▸ Énoncé
Pouvez-vous recopier mot pour mot, dans le texte sur la peur des enfers chez les Anciens, le passage allant de « Ærumnarum homines, aliqua » à « 108 et seq. » ?

### Bloc de texte

Felix qui potuis rerum cognoscure causas,

Atque metus omnes et inexorabile fatum

Subjecit pedibus, strepitumque Acherontis avari !

 

 

Heureux qui peut sonder les lois de la nature,

Qui des vains préjugés foule aux pieds l’imposture ;

Qui regarde en pitié le Styx et l’Achéron,

Et le triple Cerbère, et la barque  Caron.

 

 

          On déclamait sur le théâtre de Rome ces vers de la Troade (chœur du IIe acte), auxquels quarante mille mains applaudissaient :

 

 

.  .  .  .  .  .  .  Tænara et aspero

Regnum sub domino, limen et obsidens

Custos non facili Cerberus ostio,

Rumores vacui, verbaque inania,

Et par sollicito fabula somnio.

 

 

Le palais de Pluton, son portier à trois têtes,

Les couleuvres d’enfer à mordre toujours prêtes,

Le Styx, le Phlégéton, sont des contes d’enfants,

Des songes importuns, des mots vides de sens.

 

 

          Lucrèce, Horace s’expriment avec la même force : Cicéron, Sénèque, en parlent de même en vingt endroits. Le grand empereur Marc-Aurèle raisonne encore plus philosophiquement qu’eux tous. « Celui qui craint la mort, craint ou d’être privé de tout sens, ou d’éprouver d’autres sensations. Mais si tu n’as plus tes sens, tu ne seras plus sujet à aucune misère ; si tu as des sens d’une autre espèce, tu seras une autre créature. »

 

          Il n’y avait pas un mot à répondre à ce raisonnement dans la philosophie profane. Cependant, par la contradiction attachée à l’espèce humaine, et qui semble faire la base de notre nature, dans le temps même que Cicéron disait publiquement :« Il n’y a point de vieille femme qui croie ces inepties, » Lucrèce avouait que ces idées faisaient une grande impression sur les esprits ; il vient, dit-il, pour les détruire :

 

 

.  .  .  .  .  .  . Si certam finem esse viderent

Ærumnarum homines, aliqua ratione valerent

Relligionibus atque minis obsistere vatum.

Nunc ratio nulla est restandi, nulla facultas :

Æternas quoniam pœnas in morte tidmendum.

 

LUCR., I, V. 108 et seq.

 

 

Si l’on voyait du moins un terme à son malheur,

On soutiendrait sa peine, on combattrait l’erreur,

On pourrait supporter le fardeau de la vie ;

Mais d’un plus grand supplice elle est, dit-on, suivie :

Après de tristes jours on craint l’éternité.

######
### Jeu de données

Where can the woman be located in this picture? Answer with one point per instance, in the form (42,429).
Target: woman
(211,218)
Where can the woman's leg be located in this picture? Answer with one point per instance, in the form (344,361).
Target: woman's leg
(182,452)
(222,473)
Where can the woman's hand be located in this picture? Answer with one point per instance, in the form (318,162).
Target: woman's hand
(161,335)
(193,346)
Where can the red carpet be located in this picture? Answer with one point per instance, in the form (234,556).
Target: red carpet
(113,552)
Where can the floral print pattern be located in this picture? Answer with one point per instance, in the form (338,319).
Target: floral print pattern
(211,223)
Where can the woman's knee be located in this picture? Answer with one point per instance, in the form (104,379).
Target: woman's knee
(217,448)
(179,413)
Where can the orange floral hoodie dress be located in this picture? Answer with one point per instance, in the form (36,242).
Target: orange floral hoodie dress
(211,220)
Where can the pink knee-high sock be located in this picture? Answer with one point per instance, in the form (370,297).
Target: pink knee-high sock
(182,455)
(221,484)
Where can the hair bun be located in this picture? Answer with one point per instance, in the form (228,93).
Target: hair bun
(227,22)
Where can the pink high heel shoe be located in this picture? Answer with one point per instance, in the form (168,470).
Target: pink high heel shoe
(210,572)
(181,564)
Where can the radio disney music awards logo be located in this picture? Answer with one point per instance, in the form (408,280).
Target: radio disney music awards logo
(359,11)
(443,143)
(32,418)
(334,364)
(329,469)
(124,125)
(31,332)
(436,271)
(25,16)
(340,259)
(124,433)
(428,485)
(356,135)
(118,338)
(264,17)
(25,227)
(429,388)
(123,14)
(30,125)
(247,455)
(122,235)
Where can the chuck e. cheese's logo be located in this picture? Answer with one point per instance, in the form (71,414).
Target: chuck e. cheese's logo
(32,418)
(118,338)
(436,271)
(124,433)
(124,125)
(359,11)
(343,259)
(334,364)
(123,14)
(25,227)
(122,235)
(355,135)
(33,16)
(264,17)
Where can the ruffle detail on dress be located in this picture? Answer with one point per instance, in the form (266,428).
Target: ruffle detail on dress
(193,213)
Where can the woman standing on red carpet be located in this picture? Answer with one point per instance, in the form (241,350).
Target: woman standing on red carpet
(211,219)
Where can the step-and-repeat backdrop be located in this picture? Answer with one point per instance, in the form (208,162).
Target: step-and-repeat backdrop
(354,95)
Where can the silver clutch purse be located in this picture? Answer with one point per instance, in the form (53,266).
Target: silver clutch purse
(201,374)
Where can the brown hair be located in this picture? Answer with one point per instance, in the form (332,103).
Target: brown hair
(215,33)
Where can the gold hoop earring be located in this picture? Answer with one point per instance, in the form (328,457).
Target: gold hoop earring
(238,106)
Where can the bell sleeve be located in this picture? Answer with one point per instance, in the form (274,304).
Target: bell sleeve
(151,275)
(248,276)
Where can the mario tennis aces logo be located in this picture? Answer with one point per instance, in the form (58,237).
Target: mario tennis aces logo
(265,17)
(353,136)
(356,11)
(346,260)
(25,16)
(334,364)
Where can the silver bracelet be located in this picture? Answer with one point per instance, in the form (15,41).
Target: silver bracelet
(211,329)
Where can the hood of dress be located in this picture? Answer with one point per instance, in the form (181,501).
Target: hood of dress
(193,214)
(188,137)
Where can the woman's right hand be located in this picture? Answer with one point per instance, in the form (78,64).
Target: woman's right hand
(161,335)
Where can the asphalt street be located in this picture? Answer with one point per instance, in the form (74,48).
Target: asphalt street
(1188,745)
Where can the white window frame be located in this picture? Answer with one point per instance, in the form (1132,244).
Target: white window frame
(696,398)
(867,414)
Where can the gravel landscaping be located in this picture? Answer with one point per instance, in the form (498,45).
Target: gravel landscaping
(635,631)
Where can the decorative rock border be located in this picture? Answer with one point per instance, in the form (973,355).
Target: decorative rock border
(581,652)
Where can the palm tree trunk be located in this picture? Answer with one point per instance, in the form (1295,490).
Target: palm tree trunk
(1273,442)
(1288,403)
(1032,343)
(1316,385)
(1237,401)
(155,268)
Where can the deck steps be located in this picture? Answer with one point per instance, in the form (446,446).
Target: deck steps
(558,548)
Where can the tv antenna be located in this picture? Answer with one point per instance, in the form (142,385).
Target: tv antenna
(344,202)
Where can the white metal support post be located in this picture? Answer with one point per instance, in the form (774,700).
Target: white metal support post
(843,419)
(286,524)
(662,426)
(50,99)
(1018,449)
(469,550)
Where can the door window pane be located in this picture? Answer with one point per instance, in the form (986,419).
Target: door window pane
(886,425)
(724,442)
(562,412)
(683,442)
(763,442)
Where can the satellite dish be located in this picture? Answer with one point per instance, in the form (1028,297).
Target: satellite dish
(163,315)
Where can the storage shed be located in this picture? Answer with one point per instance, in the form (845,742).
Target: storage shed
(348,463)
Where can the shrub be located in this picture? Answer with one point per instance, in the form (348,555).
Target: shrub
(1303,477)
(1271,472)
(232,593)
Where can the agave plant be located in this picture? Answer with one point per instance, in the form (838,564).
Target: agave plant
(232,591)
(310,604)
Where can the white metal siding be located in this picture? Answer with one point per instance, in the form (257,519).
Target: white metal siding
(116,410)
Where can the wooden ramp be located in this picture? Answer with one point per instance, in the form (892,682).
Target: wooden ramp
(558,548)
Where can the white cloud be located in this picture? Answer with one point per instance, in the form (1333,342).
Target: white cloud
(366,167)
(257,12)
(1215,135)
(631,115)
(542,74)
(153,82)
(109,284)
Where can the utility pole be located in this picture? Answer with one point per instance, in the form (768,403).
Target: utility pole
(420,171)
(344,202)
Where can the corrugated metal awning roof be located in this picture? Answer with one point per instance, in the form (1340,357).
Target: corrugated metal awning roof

######

▸ Réponse
Ærumnarum homines, aliqua ratione valerent

Relligionibus atque minis obsistere vatum.

Nunc ratio nulla est restandi, nulla facultas :

Æternas quoniam pœnas in morte tidmendum.

 

LUCR., I, V. 108 et seq.